25.6 C
Medan
Monday, June 17, 2024

Ditemukan Ada Unsur Pidana, Pembunuhan Brigadir J Naik Penyidikan

JAKARTA, SUMUTPOS.CO – Bareskrim Polri menaikkan status kasus dugaan pembunuhan berencana terhadap Brigadir J ke tahap penyidikan. Penyidik menemukan adanya unsur pidana dalam kasus tersebut.

“Iya sudah, barusan selesai gelar perkaranya,” ujar Direktur Tindak Pidana Umum (Dirtipidum) Bareskrim Polri, Brigjen Pol Andi Rian saat dikonfirmasi, Jumat (22/7).

Dalam perkara ini, Bareskrim Polri telah melakukan pemeriksaan terhadap 11 orang saksi dari pihak pelapor. Mereka adalah kedua orang tua Brigadir J, adik, kakak, tante, kerabat, serta dari pegawai rumah sakit di Jambi.

Kadiv Humas Polri Irjen Dedi Prasetyo mengatakan, pemeriksaan tersebut dilakukan oleh tim penyidik Bareskrim Polri kepada pihak keluarga Brigadir J di Polda Jambi. “Ya betul, tim sidik memintai keterangan dari pihak keluarga hari ini di Polda Jambi,” ujarnya saat dikonfirmasi.

= Entri dari suatu kumpulan =
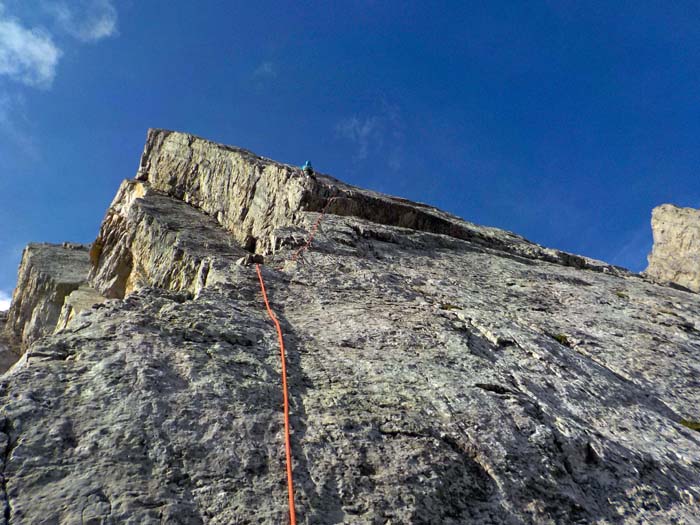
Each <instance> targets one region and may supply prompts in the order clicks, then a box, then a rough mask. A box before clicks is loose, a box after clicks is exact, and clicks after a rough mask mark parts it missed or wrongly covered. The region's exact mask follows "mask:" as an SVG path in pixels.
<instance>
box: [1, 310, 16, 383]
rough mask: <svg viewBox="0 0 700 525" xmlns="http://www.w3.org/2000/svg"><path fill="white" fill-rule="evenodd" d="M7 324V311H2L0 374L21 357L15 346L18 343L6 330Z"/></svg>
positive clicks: (12, 364) (1, 318) (1, 312)
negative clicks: (15, 342)
mask: <svg viewBox="0 0 700 525" xmlns="http://www.w3.org/2000/svg"><path fill="white" fill-rule="evenodd" d="M6 324H7V312H0V374H1V373H3V372H5V371H6V370H7V369H8V368H10V367H11V366H12V365H13V364H15V362H16V361H17V358H18V357H19V356H18V355H17V354H16V353H15V351H13V348H15V347H17V346H18V345H16V344H13V342H12V338H11V337H10V335H9V334H8V333H7V331H6V330H5V326H6Z"/></svg>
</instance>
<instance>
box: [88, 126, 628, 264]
mask: <svg viewBox="0 0 700 525" xmlns="http://www.w3.org/2000/svg"><path fill="white" fill-rule="evenodd" d="M137 179H139V180H142V181H148V182H149V183H150V184H151V186H152V188H153V189H156V190H159V191H161V192H164V193H167V194H169V195H171V196H173V197H175V198H176V199H180V200H183V201H184V202H187V203H188V204H191V205H192V206H194V207H195V208H198V209H200V210H202V211H204V212H205V213H207V214H208V215H210V216H212V217H214V218H215V219H216V220H217V222H218V223H219V224H221V225H222V226H224V228H226V229H228V230H229V231H231V232H232V233H233V236H234V238H235V239H236V240H237V241H238V242H239V243H240V244H241V245H242V246H244V247H245V248H246V249H249V250H251V251H254V252H257V253H270V252H271V251H274V248H275V240H276V236H275V234H274V231H275V230H276V229H283V228H285V227H289V226H295V225H297V223H298V221H299V220H300V218H301V216H302V214H303V213H304V212H313V211H316V212H318V211H321V210H323V209H326V210H327V211H328V213H332V214H335V215H343V216H354V217H358V218H362V219H367V220H368V221H372V222H376V223H380V224H386V225H391V226H398V227H402V228H409V229H414V230H420V231H426V232H431V233H438V234H443V235H449V236H451V237H456V238H459V239H463V240H468V241H471V242H473V243H475V244H479V245H481V246H484V247H487V248H490V249H497V250H501V251H507V252H509V253H512V254H514V255H517V256H520V257H526V258H533V259H539V260H546V261H552V262H557V263H560V264H565V265H569V266H575V267H577V268H588V269H593V270H597V271H605V272H612V273H616V274H625V273H628V272H626V270H624V269H622V268H618V267H614V266H611V265H608V264H605V263H603V262H601V261H596V260H593V259H589V258H587V257H581V256H578V255H572V254H569V253H565V252H561V251H559V250H553V249H549V248H543V247H541V246H539V245H537V244H534V243H531V242H529V241H527V240H526V239H524V238H523V237H521V236H519V235H515V234H514V233H511V232H507V231H504V230H500V229H498V228H489V227H485V226H478V225H476V224H473V223H470V222H467V221H464V220H462V219H460V218H459V217H455V216H454V215H450V214H448V213H445V212H443V211H441V210H438V209H437V208H433V207H432V206H427V205H425V204H420V203H414V202H411V201H407V200H406V199H402V198H398V197H391V196H388V195H383V194H380V193H376V192H373V191H368V190H364V189H361V188H357V187H354V186H350V185H348V184H345V183H343V182H341V181H339V180H337V179H334V178H333V177H329V176H327V175H323V174H321V173H316V176H315V177H314V178H309V177H306V176H305V175H304V174H303V172H302V171H301V169H299V168H296V167H293V166H289V165H287V164H282V163H279V162H275V161H273V160H270V159H266V158H264V157H260V156H258V155H255V154H254V153H251V152H249V151H246V150H244V149H240V148H235V147H232V146H224V145H221V144H216V143H214V142H211V141H208V140H205V139H202V138H199V137H195V136H193V135H189V134H185V133H177V132H172V131H166V130H159V129H156V130H149V132H148V138H147V141H146V147H145V149H144V152H143V155H142V157H141V164H140V168H139V172H138V174H137ZM331 200H332V202H329V201H331ZM98 241H99V239H98Z"/></svg>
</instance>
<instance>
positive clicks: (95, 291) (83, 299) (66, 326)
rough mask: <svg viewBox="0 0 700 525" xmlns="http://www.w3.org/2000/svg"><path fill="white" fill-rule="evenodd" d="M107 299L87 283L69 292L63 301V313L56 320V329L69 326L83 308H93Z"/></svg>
mask: <svg viewBox="0 0 700 525" xmlns="http://www.w3.org/2000/svg"><path fill="white" fill-rule="evenodd" d="M105 300H106V298H105V297H103V296H102V295H100V293H99V292H98V291H97V290H95V289H94V288H91V287H90V286H88V285H86V284H83V285H81V286H80V287H79V288H78V289H77V290H75V291H73V292H71V293H70V294H68V295H67V296H66V298H65V300H64V301H63V306H62V307H61V315H60V316H59V318H58V321H57V322H56V328H55V330H54V331H56V332H58V331H61V330H63V329H64V328H67V327H68V325H69V324H70V322H71V321H72V320H73V319H74V318H75V316H76V315H77V314H79V313H80V312H82V311H83V310H86V309H88V308H92V307H93V306H95V305H96V304H101V303H103V302H105Z"/></svg>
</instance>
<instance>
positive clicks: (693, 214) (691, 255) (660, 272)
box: [645, 204, 700, 292]
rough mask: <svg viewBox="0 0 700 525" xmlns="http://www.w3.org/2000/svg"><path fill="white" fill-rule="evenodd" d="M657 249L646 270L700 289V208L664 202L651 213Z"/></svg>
mask: <svg viewBox="0 0 700 525" xmlns="http://www.w3.org/2000/svg"><path fill="white" fill-rule="evenodd" d="M651 228H652V231H653V232H654V248H653V250H652V252H651V254H649V267H648V268H647V269H646V271H645V273H646V274H647V275H649V276H650V277H652V278H655V279H658V280H660V281H667V282H671V283H675V284H679V285H681V286H684V287H686V288H689V289H690V290H693V291H695V292H700V210H695V209H693V208H679V207H677V206H673V205H672V204H663V205H661V206H658V207H656V208H654V211H653V212H652V216H651Z"/></svg>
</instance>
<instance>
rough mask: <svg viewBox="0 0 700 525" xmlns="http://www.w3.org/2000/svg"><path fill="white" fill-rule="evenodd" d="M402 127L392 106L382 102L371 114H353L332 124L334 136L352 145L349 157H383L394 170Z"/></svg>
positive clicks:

= DAFTAR KEGIATAN =
#1 Berapa banyak baris dalam entri yang memuat string "clicks"? Hitung, lalu tuliskan angkanya saja.
#2 Lanjutkan teks berita tentang penyidikan kasus Brigadir J, dimulai tepat setelah kalimat terakhirnya.
Entri-entri tersebut sama sekali tidak berkaitan dengan teks berita.

= DAFTAR JAWABAN =
#1 6

#2
Kendati demikian, Dedi masih belum merinci materi apa saja yang tengah didalami oleh tim penyidik dari Direktorat Tindak Pidana Umum tersebut. Hanya saja, ia memastikan penyidikan tersebut berkaitan dengan laporan dugaan pembunuhan berencana terhadap Brigadir J. “Sesuai laporan dari PH (penasihat hukum),” jelasnya.

Sebagai informasi, Bareskrim Polri telah menerima laporan dugaan pembunuhan berencana di rumah Kadiv Propam Polri Irjen Ferdy Sambo yang menewaskan Brigadir J dengan ancaman hukuman seperti diatur pada Pasal 340 juncto Pasal 338 juncto Pasal 351 ayat (3) juncto Pasal 55 dan Pasal 56 KUHP. Laporan tersebut teregistrasi dengan nomor LP/B/0386/VII/2022/SPKT/ BARESKRIM POLRI, tertanggal 18 Juli. Laporan tersebut telah ditindaklanjuti dengan melakukan gelar perkara awal pada Rabu (20/7) dan meminta klarifikasi tim kuasa hukum selaku pelapor.

Selain itu, Polri juga menyetujui permintaan keluarga Bripda Yosua untuk dilakukan autopsi ulang atau ekshumasi (pembongkaran makam demi keadilan). Kamaruddin Simanjuntak selaku anggota Tim Kuasa Hukum keluarga Brigadir Yosua mengatakan, pihaknya tengah berada di Jambi guna memberikan pendampingan terhadap keluarga Bripda Yosua yang saat ini tengah menjalani pemeriksaan.

Ia menyebutkan, ada 11 orang yang dimintai keterangan oleh penyidik. Mereka adalah kedua orang tua Brigadir J, adik, kakak, tante, kerabat, serta dari pegawai rumah sakit di Jambi. “Saya lagi di Jambi mendampingi saksi, ada 11 saksi yang diperiksa,” kata Kamaruddin.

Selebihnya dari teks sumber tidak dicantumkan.